_RECORDS TO USE_
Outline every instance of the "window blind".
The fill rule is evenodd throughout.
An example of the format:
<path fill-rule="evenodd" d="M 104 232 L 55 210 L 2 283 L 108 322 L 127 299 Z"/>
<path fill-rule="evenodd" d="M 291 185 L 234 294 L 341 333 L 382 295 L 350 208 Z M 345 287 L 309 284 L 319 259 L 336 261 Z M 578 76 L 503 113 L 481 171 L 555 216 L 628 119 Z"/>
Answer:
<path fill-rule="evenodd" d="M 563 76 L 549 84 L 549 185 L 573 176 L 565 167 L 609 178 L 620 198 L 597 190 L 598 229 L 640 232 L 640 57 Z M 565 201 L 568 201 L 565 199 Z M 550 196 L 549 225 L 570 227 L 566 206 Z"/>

_AIM OF THE TASK_
Type out the material again, matching every line.

_EXERCISE RESPONSE_
Outline every instance of the "window blind".
The fill rule is evenodd throughout.
An example of the format:
<path fill-rule="evenodd" d="M 104 232 L 55 210 L 2 283 L 108 322 L 127 299 Z"/>
<path fill-rule="evenodd" d="M 291 185 L 234 294 L 341 333 L 382 295 L 350 208 Z M 345 287 L 309 284 L 319 259 L 336 261 Z M 578 76 L 503 113 L 481 171 L 555 216 L 628 119 Z"/>
Answer:
<path fill-rule="evenodd" d="M 563 76 L 549 84 L 549 185 L 573 176 L 565 167 L 609 178 L 620 198 L 597 190 L 598 229 L 640 232 L 640 57 Z M 565 201 L 568 201 L 565 199 Z M 550 196 L 549 225 L 570 227 L 566 206 Z"/>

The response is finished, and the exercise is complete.